REQUIRED WORK - Copy out the lines of the material below word for word. Begin at the line that contains "A note for the class: find the vintage" and stop after the line that contains "<point>319,354</point>", including both.
--- --- ---
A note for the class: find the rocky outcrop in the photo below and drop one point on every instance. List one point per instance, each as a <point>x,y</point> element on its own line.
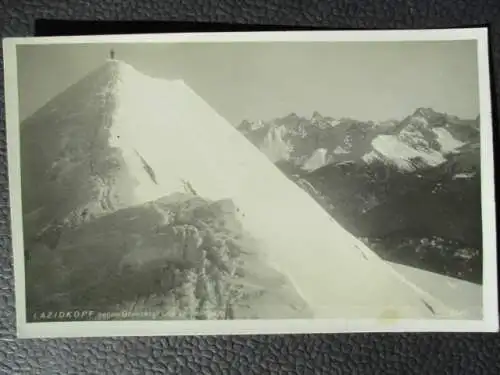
<point>175,258</point>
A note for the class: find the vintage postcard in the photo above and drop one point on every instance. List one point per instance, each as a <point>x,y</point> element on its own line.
<point>252,183</point>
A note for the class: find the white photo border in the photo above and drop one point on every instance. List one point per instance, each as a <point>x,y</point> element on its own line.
<point>489,323</point>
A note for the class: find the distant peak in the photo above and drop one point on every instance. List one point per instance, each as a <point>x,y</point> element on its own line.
<point>317,115</point>
<point>424,112</point>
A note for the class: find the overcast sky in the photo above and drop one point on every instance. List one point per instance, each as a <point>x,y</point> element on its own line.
<point>367,81</point>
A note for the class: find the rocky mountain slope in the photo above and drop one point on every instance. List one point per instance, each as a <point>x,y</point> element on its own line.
<point>424,138</point>
<point>179,257</point>
<point>97,158</point>
<point>408,189</point>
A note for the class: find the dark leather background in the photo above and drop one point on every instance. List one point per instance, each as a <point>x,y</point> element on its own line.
<point>319,354</point>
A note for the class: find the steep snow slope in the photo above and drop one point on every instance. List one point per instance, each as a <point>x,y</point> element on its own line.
<point>446,140</point>
<point>401,154</point>
<point>317,160</point>
<point>183,139</point>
--- --- ---
FINISHED ANSWER -
A note for the class: find the vintage postcard in the photo above and drop one point on every instance. List one point per instance, each as a <point>x,y</point> element on its own line.
<point>252,183</point>
A note for the class: find the white photo border in the photo above and drop one point on every instance. List one point per instance, each as a <point>x,y</point> element on its own line.
<point>489,323</point>
A note for the class: find the distant peak in the photo above and drop one point on every instance. List one point per instance, each as a <point>x,y</point> element on its own line.
<point>317,115</point>
<point>424,112</point>
A note for the class: find the overcast sky in the photo above and drop one point on every instance. List one point per instance, each as a <point>x,y</point> element on its own line.
<point>367,81</point>
A note for the class: find the rocky mountain slope in the photo above and drop one point on every instance. List one point per instance, each as a <point>x,y</point> element on its own line.
<point>424,138</point>
<point>179,257</point>
<point>97,158</point>
<point>408,189</point>
A note for the class: find the dark leather background in the photo above and drop one point on every instance. List one point per instance, each as a <point>x,y</point> element on its own line.
<point>319,354</point>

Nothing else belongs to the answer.